Adviento. El encuentro con Jesús en la Navidad debe transformar nuestra vida.
"Aquí esta nuestro Dios de quien esperábamos que nos salvara. Alegrémonos y gocemos con la salvación que nos trae porque la mano del Señor reposará en este mundo”. Estas palabras del profeta Isaías, que vemos cumplirse de una forma muy especial en el Evangelio, son también palabras que tendríamos que repetir en nuestra vida.
La vida del hombre es, en el fondo, una especie de tensión constante entre una esperanza y una realización; entre un no tener todavía la plenitud de la gracia y, por otro lado, encontrar la plenitud en Cristo. Cuantas veces tenemos dificultades y problemas de cara a la esperanza, y no encontramos la salida a la noche en la que estamos metidos, porque nos olvidamos de que la vida del ser humano es una vida en la esperanza, y que el único que puede realizarla es Cristo.
Los milagros que Jesús realiza - narrados por San Mateo -, no son gestos de servicio social ni acciones para solucionar una problemática de salud, sino son señales de que Dios ya ha llegado a la Tierra, de que aquello que el Antiguo Testamento prometía: "Arrancar de este monte el velo que cubre todos los pueblos, el paño que obscurece a todas las naciones", se cumplió en Cristo. Son señales de que se ha realizado, que ya no es simplemente una esperanza, sino que es una realidad.

● Tarea asignada 1: Traduce al inglés esta oración del texto sobre el Adviento: "La vida del hombre es, en el fondo, una especie de tensión constante entre una esperanza y una realización; entre un no tener todavía la plenitud de la gracia y, por otro lado, encontrar la plenitud en Cristo."
● Tarea asignada 2: Reproduce el pasaje del texto sobre el Adviento que empieza con "La vida del hombre" y sigue hasta "realizarla es Cristo.".
● Tarea asignada 3: Enumera todos los nombres o títulos distintos con los que el texto sobre el Adviento se refiere a Dios o a Jesús.
El listado es material independiente del texto sobre el Adviento.

● Sección de datos:
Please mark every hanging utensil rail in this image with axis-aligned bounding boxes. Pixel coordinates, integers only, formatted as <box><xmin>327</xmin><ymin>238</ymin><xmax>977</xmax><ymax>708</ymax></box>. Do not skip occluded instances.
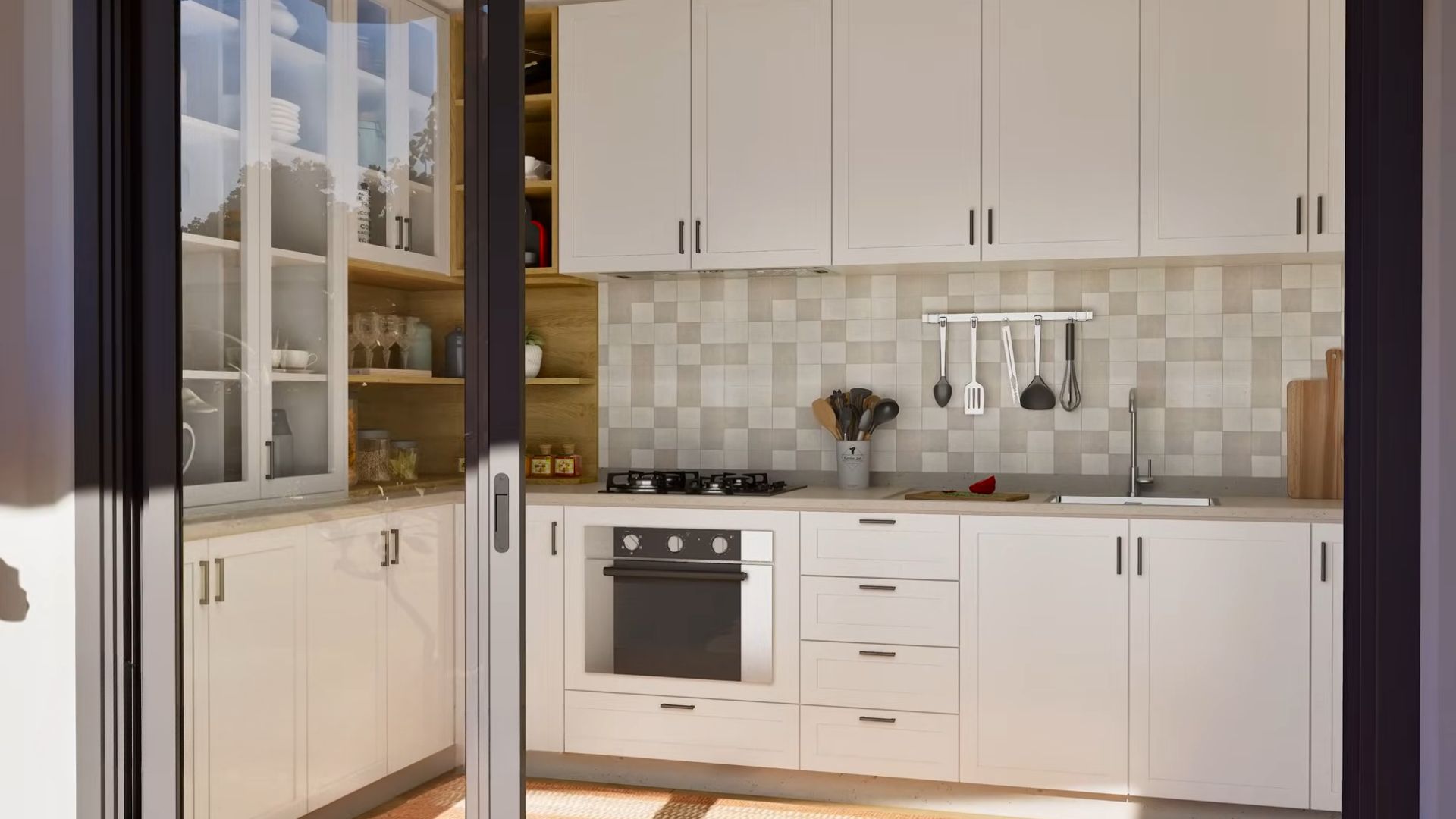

● Respuesta final 1: Human life is, at bottom, a kind of constant tension between a hope and a fulfillment; between not yet having the fullness of grace and, on the other hand, finding fullness in Christ.

● Respuesta final 2:
La vida del hombre es, en el fondo, una especie de tensión constante entre una esperanza y una realización; entre un no tener todavía la plenitud de la gracia y, por otro lado, encontrar la plenitud en Cristo. Cuantas veces tenemos dificultades y problemas de cara a la esperanza, y no encontramos la salida a la noche en la que estamos metidos, porque nos olvidamos de que la vida del ser humano es una vida en la esperanza, y que el único que puede realizarla es Cristo.

● Respuesta final 3: Jesús, Dios, Señor, Cristo